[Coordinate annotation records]
## begin

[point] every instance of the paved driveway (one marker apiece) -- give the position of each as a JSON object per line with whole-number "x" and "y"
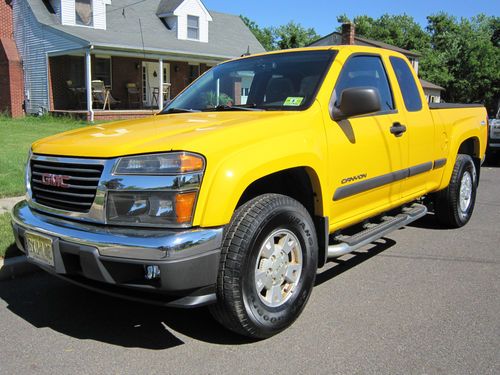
{"x": 423, "y": 300}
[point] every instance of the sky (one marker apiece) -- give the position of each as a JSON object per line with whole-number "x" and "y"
{"x": 322, "y": 14}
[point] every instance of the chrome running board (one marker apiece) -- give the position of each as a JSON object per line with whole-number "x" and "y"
{"x": 348, "y": 244}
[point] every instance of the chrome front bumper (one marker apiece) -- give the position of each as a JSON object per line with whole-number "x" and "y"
{"x": 188, "y": 258}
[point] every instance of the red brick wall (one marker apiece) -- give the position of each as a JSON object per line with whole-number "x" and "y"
{"x": 62, "y": 69}
{"x": 11, "y": 72}
{"x": 6, "y": 26}
{"x": 124, "y": 70}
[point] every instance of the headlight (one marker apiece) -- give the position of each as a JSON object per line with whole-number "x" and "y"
{"x": 159, "y": 164}
{"x": 155, "y": 207}
{"x": 155, "y": 190}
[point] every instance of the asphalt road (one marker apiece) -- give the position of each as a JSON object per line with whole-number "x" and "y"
{"x": 424, "y": 300}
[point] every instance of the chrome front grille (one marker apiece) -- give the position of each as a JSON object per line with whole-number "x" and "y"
{"x": 64, "y": 185}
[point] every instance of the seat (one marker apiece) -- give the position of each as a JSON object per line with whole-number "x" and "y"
{"x": 78, "y": 94}
{"x": 155, "y": 96}
{"x": 134, "y": 96}
{"x": 278, "y": 89}
{"x": 166, "y": 92}
{"x": 102, "y": 96}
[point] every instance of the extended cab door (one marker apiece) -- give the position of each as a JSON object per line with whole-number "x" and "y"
{"x": 364, "y": 157}
{"x": 418, "y": 131}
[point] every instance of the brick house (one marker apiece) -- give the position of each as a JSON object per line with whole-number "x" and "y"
{"x": 348, "y": 36}
{"x": 150, "y": 48}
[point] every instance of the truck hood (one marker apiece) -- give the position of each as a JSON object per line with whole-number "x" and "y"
{"x": 160, "y": 133}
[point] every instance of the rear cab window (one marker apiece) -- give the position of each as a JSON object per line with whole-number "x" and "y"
{"x": 365, "y": 71}
{"x": 407, "y": 84}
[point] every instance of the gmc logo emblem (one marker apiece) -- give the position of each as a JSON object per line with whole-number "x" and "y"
{"x": 56, "y": 180}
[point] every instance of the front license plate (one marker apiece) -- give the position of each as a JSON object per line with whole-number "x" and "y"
{"x": 39, "y": 248}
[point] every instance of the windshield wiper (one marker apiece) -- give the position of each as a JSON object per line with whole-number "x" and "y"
{"x": 180, "y": 110}
{"x": 234, "y": 108}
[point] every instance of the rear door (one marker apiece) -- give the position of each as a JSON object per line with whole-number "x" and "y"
{"x": 419, "y": 130}
{"x": 363, "y": 153}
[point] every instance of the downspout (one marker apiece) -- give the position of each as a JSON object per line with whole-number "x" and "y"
{"x": 88, "y": 83}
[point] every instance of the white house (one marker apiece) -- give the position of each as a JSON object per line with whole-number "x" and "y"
{"x": 151, "y": 45}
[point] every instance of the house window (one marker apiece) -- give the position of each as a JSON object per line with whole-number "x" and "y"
{"x": 144, "y": 84}
{"x": 76, "y": 71}
{"x": 102, "y": 70}
{"x": 193, "y": 27}
{"x": 84, "y": 13}
{"x": 194, "y": 72}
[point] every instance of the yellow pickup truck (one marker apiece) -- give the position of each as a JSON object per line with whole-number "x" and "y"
{"x": 248, "y": 181}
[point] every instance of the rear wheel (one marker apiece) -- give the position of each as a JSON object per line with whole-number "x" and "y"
{"x": 268, "y": 266}
{"x": 454, "y": 205}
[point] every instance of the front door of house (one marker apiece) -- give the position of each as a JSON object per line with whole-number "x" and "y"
{"x": 151, "y": 82}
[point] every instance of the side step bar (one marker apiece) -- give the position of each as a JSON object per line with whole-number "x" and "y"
{"x": 376, "y": 231}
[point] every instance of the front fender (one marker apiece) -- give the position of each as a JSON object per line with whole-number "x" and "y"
{"x": 225, "y": 183}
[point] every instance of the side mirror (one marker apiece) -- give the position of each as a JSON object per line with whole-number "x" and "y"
{"x": 356, "y": 101}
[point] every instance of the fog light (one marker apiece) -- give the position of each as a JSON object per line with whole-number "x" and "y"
{"x": 152, "y": 272}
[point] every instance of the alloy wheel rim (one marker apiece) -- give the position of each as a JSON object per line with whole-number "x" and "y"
{"x": 465, "y": 197}
{"x": 278, "y": 268}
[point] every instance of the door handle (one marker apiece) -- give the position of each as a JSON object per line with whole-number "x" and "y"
{"x": 398, "y": 129}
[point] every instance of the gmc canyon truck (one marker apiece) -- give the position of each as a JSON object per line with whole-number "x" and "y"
{"x": 248, "y": 181}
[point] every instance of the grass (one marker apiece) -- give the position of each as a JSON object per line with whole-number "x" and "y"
{"x": 8, "y": 246}
{"x": 16, "y": 137}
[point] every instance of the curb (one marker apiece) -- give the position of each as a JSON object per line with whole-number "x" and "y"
{"x": 14, "y": 267}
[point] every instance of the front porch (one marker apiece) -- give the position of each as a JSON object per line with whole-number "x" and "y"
{"x": 105, "y": 86}
{"x": 104, "y": 115}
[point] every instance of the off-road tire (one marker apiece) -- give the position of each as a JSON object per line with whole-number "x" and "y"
{"x": 239, "y": 307}
{"x": 447, "y": 208}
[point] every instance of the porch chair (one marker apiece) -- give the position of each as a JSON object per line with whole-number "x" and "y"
{"x": 166, "y": 92}
{"x": 134, "y": 96}
{"x": 101, "y": 95}
{"x": 78, "y": 94}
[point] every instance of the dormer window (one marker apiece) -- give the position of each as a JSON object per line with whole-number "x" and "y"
{"x": 193, "y": 27}
{"x": 84, "y": 12}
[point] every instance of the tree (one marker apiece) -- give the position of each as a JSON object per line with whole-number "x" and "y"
{"x": 291, "y": 35}
{"x": 462, "y": 55}
{"x": 398, "y": 30}
{"x": 264, "y": 35}
{"x": 469, "y": 60}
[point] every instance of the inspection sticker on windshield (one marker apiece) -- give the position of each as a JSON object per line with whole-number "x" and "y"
{"x": 293, "y": 101}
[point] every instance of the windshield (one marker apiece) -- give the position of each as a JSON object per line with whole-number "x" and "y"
{"x": 285, "y": 81}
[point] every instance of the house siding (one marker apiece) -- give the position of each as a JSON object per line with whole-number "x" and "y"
{"x": 34, "y": 42}
{"x": 191, "y": 8}
{"x": 67, "y": 12}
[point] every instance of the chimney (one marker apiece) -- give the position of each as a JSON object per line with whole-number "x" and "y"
{"x": 348, "y": 32}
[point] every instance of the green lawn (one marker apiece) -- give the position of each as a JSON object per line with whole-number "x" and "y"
{"x": 8, "y": 247}
{"x": 16, "y": 136}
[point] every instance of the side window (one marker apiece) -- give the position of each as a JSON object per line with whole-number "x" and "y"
{"x": 365, "y": 71}
{"x": 409, "y": 89}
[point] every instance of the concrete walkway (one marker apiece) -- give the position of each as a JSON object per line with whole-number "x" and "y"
{"x": 6, "y": 204}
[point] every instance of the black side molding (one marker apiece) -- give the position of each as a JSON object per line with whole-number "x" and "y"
{"x": 375, "y": 182}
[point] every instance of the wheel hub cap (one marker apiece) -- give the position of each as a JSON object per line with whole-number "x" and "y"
{"x": 278, "y": 268}
{"x": 465, "y": 192}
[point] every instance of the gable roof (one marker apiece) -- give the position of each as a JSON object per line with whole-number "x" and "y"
{"x": 168, "y": 6}
{"x": 335, "y": 38}
{"x": 134, "y": 26}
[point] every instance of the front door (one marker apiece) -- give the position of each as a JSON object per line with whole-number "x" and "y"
{"x": 420, "y": 132}
{"x": 364, "y": 156}
{"x": 151, "y": 82}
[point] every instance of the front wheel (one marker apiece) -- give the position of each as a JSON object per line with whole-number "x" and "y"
{"x": 453, "y": 206}
{"x": 267, "y": 268}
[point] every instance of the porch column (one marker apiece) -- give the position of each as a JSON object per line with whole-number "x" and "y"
{"x": 88, "y": 84}
{"x": 160, "y": 96}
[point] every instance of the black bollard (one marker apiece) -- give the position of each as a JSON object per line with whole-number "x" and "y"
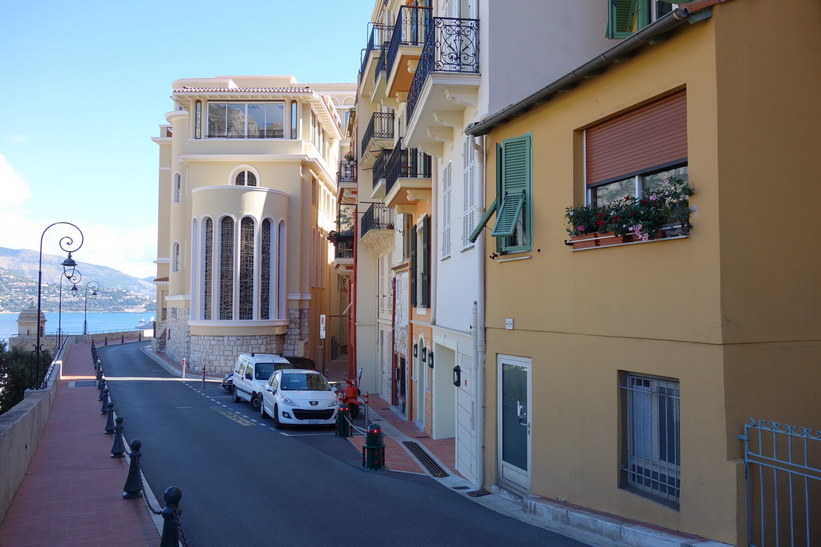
{"x": 170, "y": 514}
{"x": 117, "y": 449}
{"x": 133, "y": 484}
{"x": 109, "y": 423}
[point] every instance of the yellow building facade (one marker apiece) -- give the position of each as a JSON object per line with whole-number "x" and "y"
{"x": 619, "y": 377}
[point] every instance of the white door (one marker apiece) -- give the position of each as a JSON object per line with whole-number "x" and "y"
{"x": 514, "y": 418}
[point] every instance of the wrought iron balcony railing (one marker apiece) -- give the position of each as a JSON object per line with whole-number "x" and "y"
{"x": 378, "y": 217}
{"x": 452, "y": 45}
{"x": 407, "y": 164}
{"x": 380, "y": 127}
{"x": 347, "y": 171}
{"x": 410, "y": 30}
{"x": 380, "y": 33}
{"x": 380, "y": 166}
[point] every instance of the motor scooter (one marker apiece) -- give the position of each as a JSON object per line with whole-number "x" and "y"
{"x": 349, "y": 396}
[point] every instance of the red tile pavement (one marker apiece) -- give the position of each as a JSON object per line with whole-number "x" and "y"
{"x": 72, "y": 491}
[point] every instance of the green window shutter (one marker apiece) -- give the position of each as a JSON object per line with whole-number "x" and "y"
{"x": 482, "y": 223}
{"x": 509, "y": 214}
{"x": 626, "y": 17}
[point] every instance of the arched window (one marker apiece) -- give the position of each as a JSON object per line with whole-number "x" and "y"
{"x": 245, "y": 178}
{"x": 226, "y": 282}
{"x": 265, "y": 271}
{"x": 246, "y": 269}
{"x": 207, "y": 257}
{"x": 175, "y": 257}
{"x": 177, "y": 188}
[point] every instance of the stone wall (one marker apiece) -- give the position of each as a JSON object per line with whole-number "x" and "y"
{"x": 219, "y": 353}
{"x": 178, "y": 346}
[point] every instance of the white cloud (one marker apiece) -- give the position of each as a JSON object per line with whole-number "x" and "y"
{"x": 13, "y": 188}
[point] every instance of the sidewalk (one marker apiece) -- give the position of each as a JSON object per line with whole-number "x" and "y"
{"x": 72, "y": 492}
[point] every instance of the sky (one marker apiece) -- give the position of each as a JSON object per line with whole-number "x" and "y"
{"x": 86, "y": 85}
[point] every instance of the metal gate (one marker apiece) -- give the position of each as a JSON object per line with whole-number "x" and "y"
{"x": 783, "y": 470}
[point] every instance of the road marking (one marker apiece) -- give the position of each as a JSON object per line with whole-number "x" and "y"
{"x": 233, "y": 416}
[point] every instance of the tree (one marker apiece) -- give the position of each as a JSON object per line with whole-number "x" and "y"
{"x": 16, "y": 368}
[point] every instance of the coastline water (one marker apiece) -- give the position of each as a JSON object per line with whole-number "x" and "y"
{"x": 72, "y": 323}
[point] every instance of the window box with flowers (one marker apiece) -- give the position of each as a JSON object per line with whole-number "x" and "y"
{"x": 661, "y": 213}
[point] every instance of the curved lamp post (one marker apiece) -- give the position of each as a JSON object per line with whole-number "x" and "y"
{"x": 94, "y": 286}
{"x": 69, "y": 267}
{"x": 76, "y": 278}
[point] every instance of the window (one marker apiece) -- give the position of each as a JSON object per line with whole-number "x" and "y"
{"x": 420, "y": 264}
{"x": 651, "y": 421}
{"x": 634, "y": 153}
{"x": 246, "y": 269}
{"x": 246, "y": 120}
{"x": 628, "y": 16}
{"x": 446, "y": 199}
{"x": 469, "y": 196}
{"x": 226, "y": 277}
{"x": 245, "y": 178}
{"x": 175, "y": 257}
{"x": 177, "y": 188}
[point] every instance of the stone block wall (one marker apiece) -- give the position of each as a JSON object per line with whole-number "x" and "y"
{"x": 219, "y": 353}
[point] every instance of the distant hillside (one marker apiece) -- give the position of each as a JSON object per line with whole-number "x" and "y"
{"x": 18, "y": 285}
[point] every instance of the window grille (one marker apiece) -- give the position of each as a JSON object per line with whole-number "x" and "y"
{"x": 227, "y": 268}
{"x": 265, "y": 271}
{"x": 246, "y": 270}
{"x": 208, "y": 256}
{"x": 652, "y": 428}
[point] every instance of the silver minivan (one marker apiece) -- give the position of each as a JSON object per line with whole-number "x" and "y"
{"x": 251, "y": 373}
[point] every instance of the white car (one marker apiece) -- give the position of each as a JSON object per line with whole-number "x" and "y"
{"x": 299, "y": 397}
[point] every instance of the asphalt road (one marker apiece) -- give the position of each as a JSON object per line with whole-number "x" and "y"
{"x": 245, "y": 483}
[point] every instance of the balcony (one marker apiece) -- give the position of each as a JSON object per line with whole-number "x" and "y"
{"x": 346, "y": 182}
{"x": 379, "y": 35}
{"x": 377, "y": 136}
{"x": 408, "y": 177}
{"x": 445, "y": 84}
{"x": 376, "y": 229}
{"x": 343, "y": 253}
{"x": 404, "y": 50}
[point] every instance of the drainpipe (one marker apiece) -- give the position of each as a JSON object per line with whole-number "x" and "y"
{"x": 478, "y": 320}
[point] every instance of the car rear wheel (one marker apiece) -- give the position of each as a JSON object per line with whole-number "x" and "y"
{"x": 277, "y": 423}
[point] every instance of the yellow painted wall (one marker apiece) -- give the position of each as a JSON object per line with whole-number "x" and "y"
{"x": 727, "y": 318}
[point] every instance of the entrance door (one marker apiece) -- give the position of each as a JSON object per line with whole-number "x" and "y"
{"x": 514, "y": 411}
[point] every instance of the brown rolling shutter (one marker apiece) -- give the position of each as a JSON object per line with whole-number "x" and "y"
{"x": 651, "y": 136}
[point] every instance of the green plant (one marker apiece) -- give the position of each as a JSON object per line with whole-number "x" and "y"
{"x": 664, "y": 206}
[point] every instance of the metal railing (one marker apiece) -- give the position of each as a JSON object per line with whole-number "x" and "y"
{"x": 378, "y": 217}
{"x": 406, "y": 164}
{"x": 380, "y": 127}
{"x": 380, "y": 33}
{"x": 380, "y": 166}
{"x": 452, "y": 45}
{"x": 410, "y": 30}
{"x": 783, "y": 470}
{"x": 347, "y": 171}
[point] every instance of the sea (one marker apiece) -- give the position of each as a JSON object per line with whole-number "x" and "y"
{"x": 72, "y": 323}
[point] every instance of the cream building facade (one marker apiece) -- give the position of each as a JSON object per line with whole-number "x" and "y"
{"x": 247, "y": 196}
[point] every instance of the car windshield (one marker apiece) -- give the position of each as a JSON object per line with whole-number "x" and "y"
{"x": 304, "y": 382}
{"x": 263, "y": 371}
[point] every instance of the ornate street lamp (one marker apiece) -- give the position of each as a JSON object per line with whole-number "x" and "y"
{"x": 76, "y": 278}
{"x": 66, "y": 244}
{"x": 94, "y": 287}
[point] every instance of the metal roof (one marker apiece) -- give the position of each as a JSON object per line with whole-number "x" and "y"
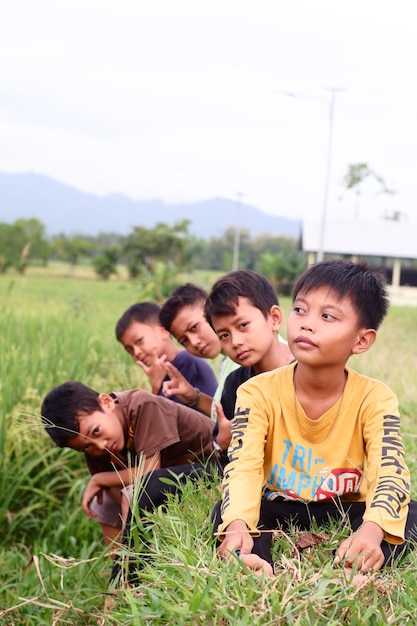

## end

EXERCISE BRIEF
Select each line of the items above that contains the word "shutter" and copy those lines out in full.

RESPONSE TO THIS TASK
[point] every instance of the green window shutter (one marker apiece) -- give the position of each as a JSON object per line with whole-number "x" and "y"
[point] every instance of the brown rolling shutter (one marker apiece) -- give the position of each as a JSON object per line with whole-number "x" and "y"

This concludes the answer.